== Exercise set ==
a: According to the piece on food deserts, how many people in the US live in food deserts?
b: Reproduce the passage of the piece on food deserts that starts with "Bringing Healthy Food" and goes on through "as food deserts.".

== Document excerpt ==
Bringing Healthy Food into Food Deserts

Can Fast Food be healthy?

Yes. If chefs Roy Choi and Daniel Patterson have a say in the matter!

In an article in last week’s LA Times, there was an inspiring piece about something we need to see a lot more of: fresh healthy food being made accessible in areas known as food deserts.

Food deserts, urban areas in which it is difficult to buy affordable or good-quality fresh food in which low-income residents have plenty of food but none of it healthy[1], are home to an estimated 23.5 million people[2] in the US.

This number may actually be higher, incidentally, as The North American Industry Classification System places small corner grocery stores (which often primarily sell packaged food) in the same category as grocery stores like Safeway and Whole Foods.

Not only are there no healthy options available locally, even if the possibility of traveling to procure better options arises, often the combined cost of transportation coupled with the higher pricing of better quality food makes it impossible to budget in for healthy foods.

== Data extract ==
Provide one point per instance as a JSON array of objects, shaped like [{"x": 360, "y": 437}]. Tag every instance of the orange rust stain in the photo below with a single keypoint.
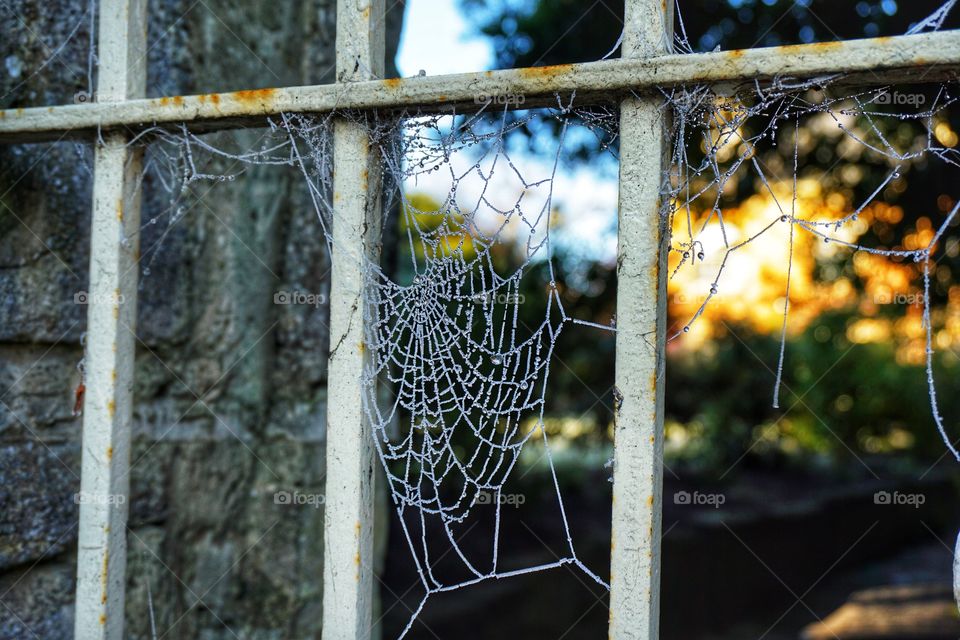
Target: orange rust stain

== Problem solutions ==
a: An estimated 23.5 million people.

b:
Bringing Healthy Food into Food Deserts

Can Fast Food be healthy?

Yes. If chefs Roy Choi and Daniel Patterson have a say in the matter!

In an article in last week’s LA Times, there was an inspiring piece about something we need to see a lot more of: fresh healthy food being made accessible in areas known as food deserts.